→ Task description
In the records below, find the line that contains "Target: bun top", then write out that line and each one after it exactly, up to and including the last.

─── Data supplied ───

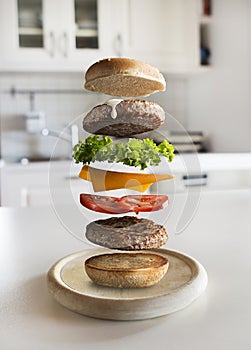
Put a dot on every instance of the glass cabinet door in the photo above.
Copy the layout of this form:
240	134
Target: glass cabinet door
30	23
86	21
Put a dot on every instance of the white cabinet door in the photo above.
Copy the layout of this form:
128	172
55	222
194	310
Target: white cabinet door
28	38
57	35
82	45
163	32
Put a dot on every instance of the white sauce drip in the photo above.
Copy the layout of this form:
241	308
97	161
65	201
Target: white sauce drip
113	103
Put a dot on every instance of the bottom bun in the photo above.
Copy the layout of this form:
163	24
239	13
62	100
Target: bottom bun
126	270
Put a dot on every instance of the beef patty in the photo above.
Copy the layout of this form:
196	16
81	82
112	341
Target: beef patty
126	233
128	117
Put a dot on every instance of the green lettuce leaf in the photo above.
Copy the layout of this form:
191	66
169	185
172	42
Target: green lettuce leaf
135	152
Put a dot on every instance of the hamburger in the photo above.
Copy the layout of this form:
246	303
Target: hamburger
107	123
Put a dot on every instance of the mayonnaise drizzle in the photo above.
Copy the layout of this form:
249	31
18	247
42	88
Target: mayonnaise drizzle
113	103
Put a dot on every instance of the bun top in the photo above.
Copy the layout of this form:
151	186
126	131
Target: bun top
124	77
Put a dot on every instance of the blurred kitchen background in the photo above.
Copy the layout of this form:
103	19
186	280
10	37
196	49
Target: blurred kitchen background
203	47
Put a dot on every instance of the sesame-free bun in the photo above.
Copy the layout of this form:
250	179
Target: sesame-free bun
126	270
124	77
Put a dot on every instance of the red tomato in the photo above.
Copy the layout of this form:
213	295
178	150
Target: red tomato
144	203
130	203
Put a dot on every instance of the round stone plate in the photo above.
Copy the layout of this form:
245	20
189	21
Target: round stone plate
68	283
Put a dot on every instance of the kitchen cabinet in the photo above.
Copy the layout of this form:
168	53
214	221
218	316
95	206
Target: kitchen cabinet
69	35
56	35
165	33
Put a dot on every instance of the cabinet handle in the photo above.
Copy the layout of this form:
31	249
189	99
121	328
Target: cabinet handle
52	44
119	45
65	44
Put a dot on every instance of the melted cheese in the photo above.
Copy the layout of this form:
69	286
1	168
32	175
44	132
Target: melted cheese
103	180
113	103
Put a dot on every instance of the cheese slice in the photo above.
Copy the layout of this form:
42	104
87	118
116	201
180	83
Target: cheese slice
103	180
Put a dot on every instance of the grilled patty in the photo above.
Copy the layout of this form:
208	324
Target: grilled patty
132	117
126	233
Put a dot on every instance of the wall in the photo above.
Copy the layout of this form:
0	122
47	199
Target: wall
219	102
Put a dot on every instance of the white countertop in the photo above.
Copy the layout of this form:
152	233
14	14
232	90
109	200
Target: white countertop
31	240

───

→ Answer area
Target: bun top
124	77
Put a dot on every instance of the blurred kitchen background in the photo above.
Copy the layout of this form:
103	19
186	280
10	37
196	49
Target: blurred kitchen background
203	47
Put a dot on every instance of the sesame-free bun in the photo above.
Copy the layout of this form:
250	179
Target: sesame-free bun
126	270
124	77
Put a dot on every instance of the red tomato in the photo above.
Copy the layout of this form:
213	295
178	150
Target: red tomato
144	203
130	203
Put a dot on every instance of the round stone plate in the photo above.
Copy the layout of this form:
245	20
189	21
Target: round stone plate
68	283
Put a dot on every instance of the kitchen cabinet in the photo above.
Copy the layout of this form:
168	53
214	221
218	316
95	206
Target: kitchen cabinet
69	35
56	35
165	33
Put a dot on every instance of the cabinet handle in the photo above.
Copy the layout of this form:
31	249
189	99
121	328
Target: cabinet handle
52	44
119	45
65	44
Put a dot on every instance of the melted cheese in the photo above.
Copy the layout of this form:
69	286
1	168
32	175
44	132
Target: melted cheese
103	180
113	103
Put a dot on every instance of the cheese slice in the photo above.
Copy the layout of this form:
42	104
87	118
116	201
180	83
Target: cheese slice
103	180
Put a dot on every instance of the grilled patty in the photo above.
Copy the layout of this form:
208	324
Target: grilled patty
132	117
126	233
Put a dot on every instance of the wall in the photo above.
Copy the layout of this form:
0	122
47	199
Target: wall
219	102
Put a dot on every instance of the white countertop in the photo above.
Copy the layout of this form:
152	233
14	14
232	90
109	200
Target: white countertop
31	240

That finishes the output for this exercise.